Wherever "trace" appears in the records below, copy the line that holds it.

*** Supplied entries ***

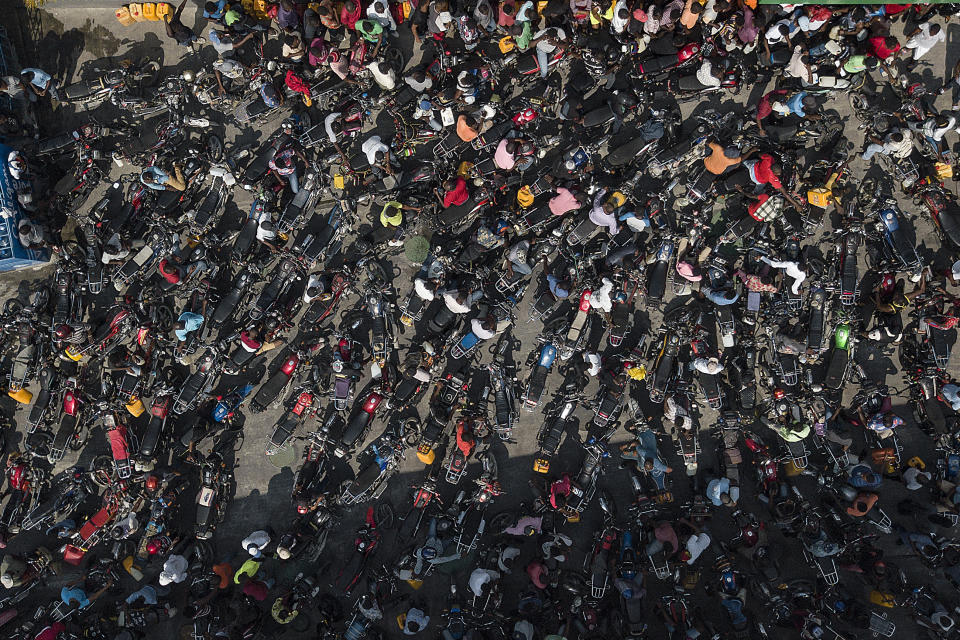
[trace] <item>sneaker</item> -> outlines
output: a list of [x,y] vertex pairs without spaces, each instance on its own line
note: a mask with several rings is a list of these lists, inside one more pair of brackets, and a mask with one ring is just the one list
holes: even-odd
[[391,240],[391,241],[388,242],[387,244],[390,245],[391,247],[402,247],[402,246],[403,246],[403,240]]
[[197,44],[207,44],[207,39],[203,36],[197,36],[197,39],[194,40],[194,42]]

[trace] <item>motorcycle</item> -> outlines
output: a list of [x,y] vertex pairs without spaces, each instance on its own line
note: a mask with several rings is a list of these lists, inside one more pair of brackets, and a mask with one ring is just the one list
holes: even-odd
[[[535,355],[536,352],[531,354],[531,361]],[[547,384],[547,376],[550,375],[556,358],[557,347],[554,346],[552,341],[545,341],[545,344],[540,348],[539,357],[536,358],[533,371],[530,372],[530,377],[527,379],[527,388],[523,392],[524,411],[532,412],[540,405]]]
[[[316,345],[313,348],[316,348]],[[250,407],[254,411],[258,413],[264,411],[281,396],[287,385],[293,381],[297,371],[300,370],[300,365],[309,365],[310,361],[307,359],[309,351],[310,347],[307,347],[291,351],[287,355],[280,368],[263,383],[256,395],[253,396]]]
[[383,402],[383,395],[376,391],[370,391],[364,397],[363,402],[360,403],[359,406],[354,407],[353,416],[347,422],[347,426],[340,435],[340,442],[334,450],[338,458],[346,456],[347,453],[353,451],[353,449],[363,441],[364,436],[366,436],[367,431],[370,429],[370,425],[373,424],[373,420],[377,414],[377,408],[381,402]]

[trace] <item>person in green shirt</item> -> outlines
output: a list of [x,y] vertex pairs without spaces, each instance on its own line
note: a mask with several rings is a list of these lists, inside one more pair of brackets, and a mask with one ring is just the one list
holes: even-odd
[[843,70],[846,73],[860,73],[877,68],[877,59],[873,56],[862,54],[852,55],[843,63]]
[[[383,205],[383,210],[380,212],[380,225],[383,227],[381,233],[391,238],[389,242],[391,247],[403,244],[400,236],[403,234],[401,225],[403,224],[404,211],[420,211],[420,209],[397,202],[396,200],[391,200]],[[378,237],[380,242],[385,239],[380,233],[374,235]]]
[[513,36],[513,42],[520,51],[526,51],[533,45],[533,31],[530,29],[529,22],[514,22],[510,27],[510,35]]

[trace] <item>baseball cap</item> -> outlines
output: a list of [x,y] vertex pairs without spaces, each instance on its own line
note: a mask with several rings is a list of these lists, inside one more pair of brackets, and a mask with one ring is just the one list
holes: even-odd
[[223,22],[229,27],[234,22],[238,22],[243,16],[236,9],[230,9],[223,15]]
[[950,271],[953,274],[954,280],[960,280],[960,260],[957,260],[953,263],[953,266],[950,267]]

*** End of Supplied entries ***

▶ _Task answer_:
[trace] <item>sneaker</item> -> outlines
[trace] <item>motorcycle</item> -> outlines
[trace] <item>person in green shirt</item> -> outlines
[trace] <item>baseball cap</item> -> outlines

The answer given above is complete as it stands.